##### MATERIAL PROVIDED #####

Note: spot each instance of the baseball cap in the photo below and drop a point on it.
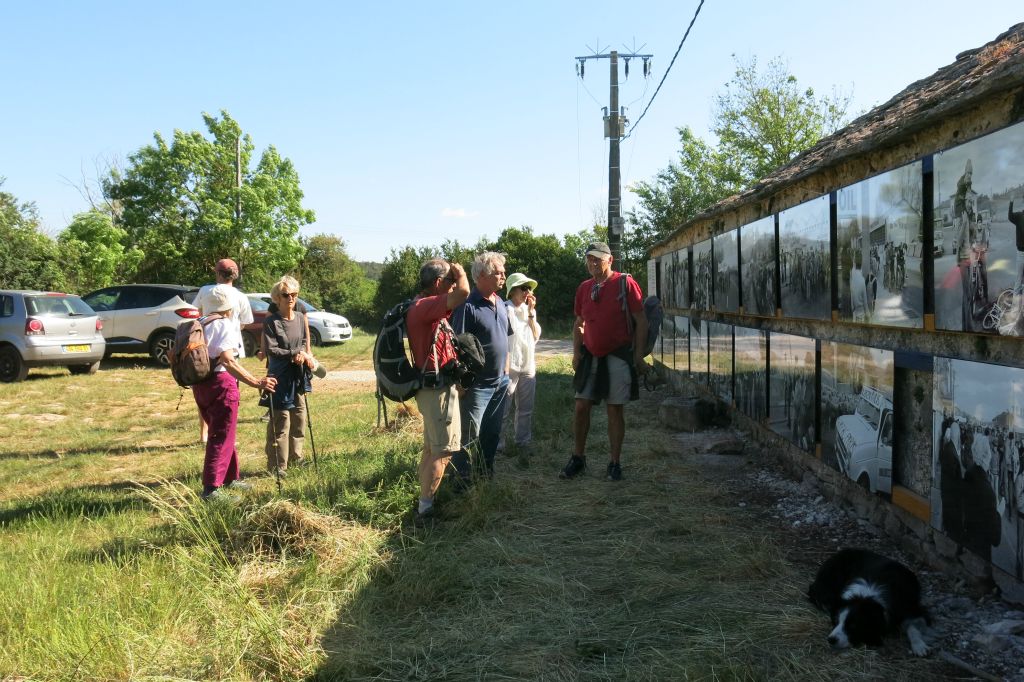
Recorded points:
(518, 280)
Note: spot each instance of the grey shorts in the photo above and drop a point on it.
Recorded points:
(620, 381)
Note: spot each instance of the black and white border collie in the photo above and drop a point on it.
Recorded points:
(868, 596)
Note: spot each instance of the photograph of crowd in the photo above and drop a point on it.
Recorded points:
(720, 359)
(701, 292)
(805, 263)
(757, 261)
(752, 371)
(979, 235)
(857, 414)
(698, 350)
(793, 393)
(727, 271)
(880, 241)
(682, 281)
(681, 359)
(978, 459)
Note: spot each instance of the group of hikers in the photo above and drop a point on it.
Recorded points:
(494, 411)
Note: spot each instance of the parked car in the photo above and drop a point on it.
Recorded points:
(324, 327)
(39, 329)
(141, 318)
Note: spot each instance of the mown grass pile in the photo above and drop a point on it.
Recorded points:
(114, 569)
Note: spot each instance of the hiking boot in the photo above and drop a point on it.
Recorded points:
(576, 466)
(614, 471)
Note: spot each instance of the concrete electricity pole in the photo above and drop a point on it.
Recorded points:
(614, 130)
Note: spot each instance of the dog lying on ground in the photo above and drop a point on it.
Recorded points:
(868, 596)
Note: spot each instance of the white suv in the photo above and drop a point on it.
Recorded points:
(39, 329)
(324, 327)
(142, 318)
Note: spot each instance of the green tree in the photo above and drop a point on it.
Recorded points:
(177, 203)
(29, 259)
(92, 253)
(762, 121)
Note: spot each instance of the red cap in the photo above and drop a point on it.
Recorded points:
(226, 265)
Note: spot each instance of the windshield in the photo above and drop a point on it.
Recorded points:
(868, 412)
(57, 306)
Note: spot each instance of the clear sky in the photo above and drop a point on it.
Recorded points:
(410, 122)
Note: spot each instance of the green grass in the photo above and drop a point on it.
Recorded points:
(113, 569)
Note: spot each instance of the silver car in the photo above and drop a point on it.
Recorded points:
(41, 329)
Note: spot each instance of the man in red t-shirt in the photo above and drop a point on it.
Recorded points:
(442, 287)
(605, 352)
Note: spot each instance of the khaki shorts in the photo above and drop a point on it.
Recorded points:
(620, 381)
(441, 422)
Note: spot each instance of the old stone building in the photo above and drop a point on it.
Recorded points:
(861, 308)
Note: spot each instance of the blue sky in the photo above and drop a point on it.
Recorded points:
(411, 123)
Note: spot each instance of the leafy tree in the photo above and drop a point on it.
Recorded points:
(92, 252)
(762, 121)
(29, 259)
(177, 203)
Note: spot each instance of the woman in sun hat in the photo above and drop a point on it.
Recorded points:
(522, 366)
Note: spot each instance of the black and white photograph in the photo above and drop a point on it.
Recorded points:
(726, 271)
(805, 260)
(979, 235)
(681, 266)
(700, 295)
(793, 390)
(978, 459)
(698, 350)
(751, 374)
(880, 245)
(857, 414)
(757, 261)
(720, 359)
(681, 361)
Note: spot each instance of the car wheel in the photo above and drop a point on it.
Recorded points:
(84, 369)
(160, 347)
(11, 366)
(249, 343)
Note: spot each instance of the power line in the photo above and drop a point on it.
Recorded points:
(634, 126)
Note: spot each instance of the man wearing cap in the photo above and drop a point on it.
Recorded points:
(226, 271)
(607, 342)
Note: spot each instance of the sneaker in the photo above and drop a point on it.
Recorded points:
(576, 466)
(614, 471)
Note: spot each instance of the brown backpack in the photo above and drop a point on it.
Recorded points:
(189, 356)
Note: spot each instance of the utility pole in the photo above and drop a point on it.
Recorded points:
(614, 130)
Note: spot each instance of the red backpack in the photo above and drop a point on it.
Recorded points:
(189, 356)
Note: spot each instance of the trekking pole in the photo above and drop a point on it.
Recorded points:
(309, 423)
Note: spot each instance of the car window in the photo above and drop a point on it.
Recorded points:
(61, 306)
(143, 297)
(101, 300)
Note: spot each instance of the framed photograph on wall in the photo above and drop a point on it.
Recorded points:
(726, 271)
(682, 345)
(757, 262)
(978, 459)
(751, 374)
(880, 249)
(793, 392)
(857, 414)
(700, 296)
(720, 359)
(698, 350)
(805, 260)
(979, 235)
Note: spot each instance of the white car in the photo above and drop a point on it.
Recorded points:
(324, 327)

#####

BRIEF ::
Please output every record above exactly. Leave the pictures out.

FINAL ANSWER ::
Note: spot each instance of the baseball cap in the photo below and drop a point on it.
Recorded points:
(518, 280)
Note: spot each instance of the grey shorts in the photo above and drop a point on it.
Recorded points:
(620, 381)
Note: spot each instance of the black and white border collie in the photo above and drop a point on it.
Recorded points:
(868, 596)
Note: spot each instance of the photograph of crowd in the photo above and drop a point on it.
Recorded points:
(720, 359)
(701, 292)
(805, 263)
(757, 261)
(752, 371)
(979, 235)
(857, 414)
(698, 350)
(793, 393)
(727, 271)
(880, 241)
(682, 281)
(681, 359)
(978, 459)
Note: spot each instance of the group of hikers in the photo above and drop a point on it.
Recorded points:
(494, 411)
Note: spot each instance of the parked car in the photo above and drop a point on it.
Recorded points:
(324, 327)
(39, 329)
(141, 318)
Note: spot each instance of the mown grass pile in the photo above and drop a point on it.
Recorded points:
(114, 569)
Note: spot each instance of the hiking boot in the photo above and drop a point on it.
Recorded points:
(576, 466)
(614, 471)
Note: spot each instance of the concrete electricity pole in the photo above and drop a point on it.
Recorded points:
(614, 130)
Note: spot each instance of the dog lying on ground in the photo above and drop a point on it.
Recorded points:
(868, 596)
Note: spot each instance of the white suv in the photo above and drop a point on it.
Recorded points:
(39, 329)
(324, 327)
(142, 318)
Note: spot each instance of the green tree in the photo above and drop a point on it.
Recorded points:
(177, 203)
(29, 259)
(92, 253)
(762, 121)
Note: spot each instance of the red cap in the photo above and drop a point on it.
Recorded points:
(226, 265)
Note: spot each instance of the windshield in the photo above and drop a point on it.
Recorded points:
(868, 412)
(57, 306)
Note: spot each instance of the clear sky in the photo above and drop a point on it.
Recorded points:
(410, 122)
Note: spot each instance of the green grass in the photo above and drop a point on it.
Recorded points:
(113, 569)
Note: spot each instance of the silver car in the photo above and drop a point on it.
Recorded points:
(41, 329)
Note: spot each instance of the man in red t-shirt in the photo above and drop a point on it.
Recorded points:
(442, 287)
(605, 352)
Note: spot each instance of the khaki shorts in the photo above and drop a point on it.
Recorded points:
(620, 381)
(441, 422)
Note: spot each instance of the old stone building in the photo above and drop a point on it.
Recorded points:
(861, 308)
Note: spot each instance of the blue sky in the photo above and drop a point on it.
Recorded points:
(411, 123)
Note: spot each instance of the leafy tree in the photo above and drop a point on it.
Recorded points:
(92, 252)
(762, 121)
(29, 259)
(177, 203)
Note: spot each instance of the woman in sun hat in the photo above and drop a point on it.
Recorded points:
(522, 366)
Note: spot each instance of the black and white photograph in the photo above and drop a point on it.
Recorded points:
(726, 271)
(805, 260)
(979, 235)
(681, 266)
(700, 295)
(793, 390)
(978, 459)
(698, 350)
(751, 374)
(880, 245)
(857, 414)
(757, 261)
(720, 359)
(681, 361)
Note: spot each instance of the car wheel in the photo above and drop a point on it.
Recorded points:
(84, 369)
(160, 347)
(11, 366)
(249, 343)
Note: spot each instance of the power line in the photo above and drop a point on it.
Recorded points:
(634, 126)
Note: spot each instance of the man wearing cap in the photo above and drop a point on it.
Recorded points:
(226, 271)
(607, 342)
Note: spot each instance of the sneaker in the photo above and drop a point on it.
Recorded points:
(576, 466)
(614, 471)
Note: spot each instance of the brown backpack in the photo above and drop a point on it.
Recorded points:
(189, 356)
Note: spot each instance of the utility pole in the photo above and drop a point on it.
Recorded points:
(614, 130)
Note: spot each instance of the red backpack in the photo above and drop a point on it.
Recorded points:
(189, 356)
Note: spot each instance of the trekking pole in the photo above and drop a point on it.
Recorded points:
(309, 423)
Note: spot each instance of the car window in the photo above and drop a point on it.
Recorded points:
(61, 306)
(143, 297)
(101, 300)
Note: spot each instance of the framed photograph on wall in the photo above and drop a point on it.
Recorded points:
(726, 271)
(682, 345)
(757, 262)
(978, 459)
(751, 374)
(880, 249)
(793, 392)
(857, 414)
(700, 296)
(720, 359)
(698, 350)
(805, 260)
(979, 235)
Note: spot each instance of the white car in the photo above and drop a point on it.
Recorded points:
(324, 327)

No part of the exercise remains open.